### [Direction a]
Return each line in the listing below that contains the word "dark".

### [Document extract]
################

2. The image correcting apparatus according to claim 1, wherein
the feature data is a weight given to a pattern, and
the correction model parameter identifying unit calculates a sum obtained by multiplying a difference between the optical image and the corrected reference image by the weights of the feature data and determines the correction model parameter such that the sum is minimized.
3. A pattern inspection apparatus comprising:
an optical image acquisition unit which acquires an optical image of an object to be inspected;
a reference image creation unit which forms a reference image from design data;
an image correcting unit which performs arithmetic processing to a correction model parameter and the reference image to correct the reference image and to form a corrected reference image; and
a correction model parameter identifying unit which uses feature data based on characteristics of a pattern of the image of the object to be inspected to calculate the correction model parameter for correcting a displacement or a distortion between the optical image and the reference image or both the displacement and the distortion; and
a comparing unit which compares the optical image with the corrected reference image.
4. The pattern inspection apparatus according to claim 3, wherein
the feature data is a weight given to a pattern, and
the correction model parameter identifying unit calculates a sum obtained by multiplying a difference between the optical image and the corrected reference image by the weights of the feature data and determines the correction model parameter such that the sum is minimized.
5. An image correcting method comprising:
acquiring an optical image of an object to be inspected;
forming a reference image from design data of the object to be inspected;
performing arithmetic processing to a correction model parameter and the reference image to correct the reference image and to form a corrected reference image; and
using feature data based on characteristics of a pattern of the image of the object to be inspected to calculate the correction model parameter for correcting a displacement or a distortion between the optical image and the reference image or both the displacement and the distortion.

################

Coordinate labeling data
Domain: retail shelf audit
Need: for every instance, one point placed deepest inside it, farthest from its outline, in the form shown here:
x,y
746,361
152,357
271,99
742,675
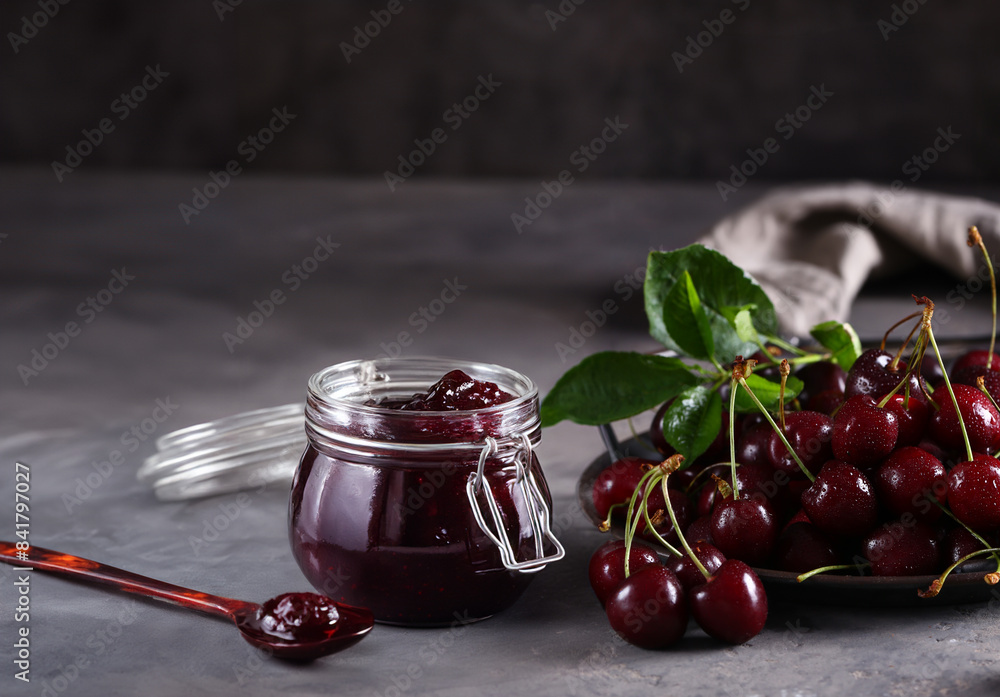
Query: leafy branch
x,y
708,311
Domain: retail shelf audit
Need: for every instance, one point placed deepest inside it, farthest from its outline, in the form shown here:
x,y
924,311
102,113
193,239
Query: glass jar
x,y
425,517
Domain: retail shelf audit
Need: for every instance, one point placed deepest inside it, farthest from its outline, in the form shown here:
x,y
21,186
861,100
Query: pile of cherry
x,y
883,481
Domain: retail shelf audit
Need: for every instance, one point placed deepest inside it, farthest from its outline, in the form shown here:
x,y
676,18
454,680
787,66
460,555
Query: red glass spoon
x,y
295,626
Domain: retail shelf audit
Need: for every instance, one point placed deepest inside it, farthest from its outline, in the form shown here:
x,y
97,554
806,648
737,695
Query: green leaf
x,y
720,284
693,421
841,339
743,324
685,319
767,392
615,385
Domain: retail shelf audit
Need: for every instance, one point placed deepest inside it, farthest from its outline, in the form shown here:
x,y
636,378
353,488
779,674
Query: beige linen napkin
x,y
812,248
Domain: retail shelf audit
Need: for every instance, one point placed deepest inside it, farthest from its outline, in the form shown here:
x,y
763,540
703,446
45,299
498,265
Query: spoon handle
x,y
57,562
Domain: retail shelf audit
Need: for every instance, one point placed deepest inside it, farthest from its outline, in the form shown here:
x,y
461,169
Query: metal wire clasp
x,y
538,510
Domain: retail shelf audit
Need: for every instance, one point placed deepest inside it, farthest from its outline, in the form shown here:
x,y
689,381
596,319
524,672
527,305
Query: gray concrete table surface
x,y
159,338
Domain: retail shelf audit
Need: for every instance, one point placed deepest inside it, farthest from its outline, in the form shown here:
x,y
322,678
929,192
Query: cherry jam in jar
x,y
425,513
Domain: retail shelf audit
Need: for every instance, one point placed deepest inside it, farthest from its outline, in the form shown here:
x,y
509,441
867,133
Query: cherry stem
x,y
798,461
707,470
659,538
938,583
631,521
947,381
976,239
606,523
981,384
823,569
680,533
784,370
791,348
732,437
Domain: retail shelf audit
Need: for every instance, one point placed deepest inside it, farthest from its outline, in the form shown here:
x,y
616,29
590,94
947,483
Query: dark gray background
x,y
607,59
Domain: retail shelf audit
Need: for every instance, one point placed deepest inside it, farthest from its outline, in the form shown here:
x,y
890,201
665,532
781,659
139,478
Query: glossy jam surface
x,y
403,541
455,391
299,617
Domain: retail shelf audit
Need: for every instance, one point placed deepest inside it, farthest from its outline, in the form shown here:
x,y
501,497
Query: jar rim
x,y
373,371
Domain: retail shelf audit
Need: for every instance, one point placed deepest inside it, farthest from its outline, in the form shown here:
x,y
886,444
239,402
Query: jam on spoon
x,y
293,626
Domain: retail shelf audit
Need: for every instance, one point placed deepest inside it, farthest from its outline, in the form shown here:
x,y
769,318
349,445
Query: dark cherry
x,y
730,606
841,501
455,391
803,547
764,483
982,421
863,434
700,530
873,374
616,484
744,529
648,609
690,575
958,543
970,374
974,359
906,547
819,378
827,402
809,433
607,565
753,444
912,417
974,493
930,369
907,478
683,510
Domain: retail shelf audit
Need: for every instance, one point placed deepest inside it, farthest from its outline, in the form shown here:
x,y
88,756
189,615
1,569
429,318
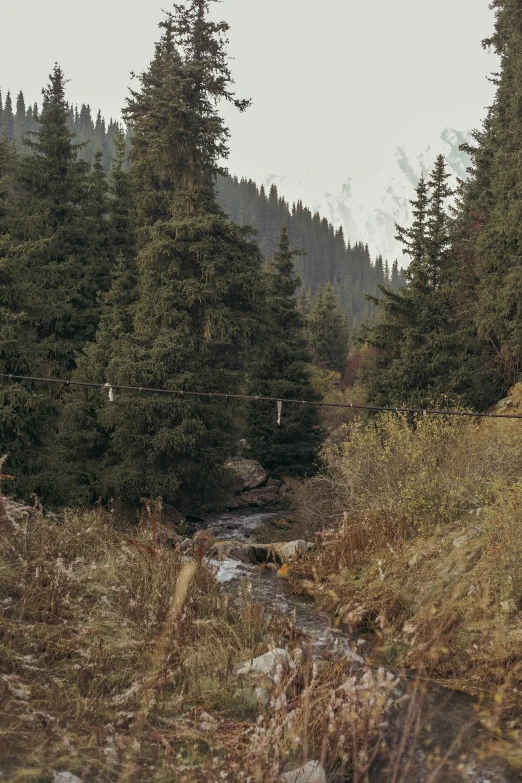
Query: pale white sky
x,y
333,83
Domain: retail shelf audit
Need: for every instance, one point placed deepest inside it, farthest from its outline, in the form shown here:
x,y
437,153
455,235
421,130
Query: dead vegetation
x,y
419,544
118,662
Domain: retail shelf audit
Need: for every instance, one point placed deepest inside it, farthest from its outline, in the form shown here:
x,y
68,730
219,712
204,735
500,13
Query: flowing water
x,y
448,713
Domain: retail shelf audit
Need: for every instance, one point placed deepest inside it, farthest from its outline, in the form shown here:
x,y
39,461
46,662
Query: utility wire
x,y
259,398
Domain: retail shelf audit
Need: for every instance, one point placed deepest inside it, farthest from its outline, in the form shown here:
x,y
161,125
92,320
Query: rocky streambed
x,y
237,559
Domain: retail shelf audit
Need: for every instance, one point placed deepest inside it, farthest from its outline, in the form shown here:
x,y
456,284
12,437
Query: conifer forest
x,y
260,488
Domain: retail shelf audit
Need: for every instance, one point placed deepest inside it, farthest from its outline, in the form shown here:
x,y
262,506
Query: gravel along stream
x,y
447,713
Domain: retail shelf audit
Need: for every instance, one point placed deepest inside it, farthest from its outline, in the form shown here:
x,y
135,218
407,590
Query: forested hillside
x,y
329,257
453,334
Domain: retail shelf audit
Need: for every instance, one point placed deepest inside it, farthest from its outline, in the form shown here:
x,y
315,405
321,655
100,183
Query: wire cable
x,y
259,398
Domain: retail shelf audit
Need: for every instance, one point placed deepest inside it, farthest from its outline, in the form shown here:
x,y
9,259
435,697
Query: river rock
x,y
171,515
289,551
242,446
312,772
245,553
203,540
292,483
266,664
246,473
167,534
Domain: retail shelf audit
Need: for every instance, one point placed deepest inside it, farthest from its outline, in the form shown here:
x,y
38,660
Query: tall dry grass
x,y
118,659
419,539
102,666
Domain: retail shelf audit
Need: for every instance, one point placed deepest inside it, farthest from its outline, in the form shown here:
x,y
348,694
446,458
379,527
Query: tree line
x,y
453,333
329,257
137,276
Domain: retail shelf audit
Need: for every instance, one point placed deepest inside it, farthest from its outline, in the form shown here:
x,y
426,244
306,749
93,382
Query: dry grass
x,y
421,544
103,667
117,663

################

### [Direction b]
Extend the patent claims on image correction and pattern inspection above, starting from the point where they stop.

### [Expected output a]
Query: dark gray background
Query: dark cherry

### [Expected output b]
6. The image correcting method according to claim 5, wherein
the feature data is a weight given to a pattern, and
the correction model parameter is calculated such that a sum obtained by multiplying a difference between the optical image and the corrected reference image by the weights of the feature data is minimized.
7. The image correcting method according to claim 5, wherein
a weight of the feature data with respect to a pattern having a high drawing precision is increased.
8. The image correcting method according to claim 5, wherein
a weight of the feature data with respect to an assistant pattern is decreased.
9. The image correcting method according to claim 5, wherein
a weight of the feature data with respect to a dummy pattern is decreased.
10. A reticle which undergoes a pattern inspection that uses feature data representing characteristics of a pattern of an image of the reticle to calculate a correction model parameter for correcting a displacement or a distortion between an optical image and a reference image or both the displacement and the distortion, performs arithmetic processing to the correction model parameter and the reference image to calculate a corrected reference image, and compares the optical image with the reference image.
11. The reticle according to claim 10, wherein
the feature data is a weight given to the pattern, and
the correction model parameter is calculated such that a sum obtained by multiplying a difference between the optical image and the corrected reference image by the weights of the feature data is minimized.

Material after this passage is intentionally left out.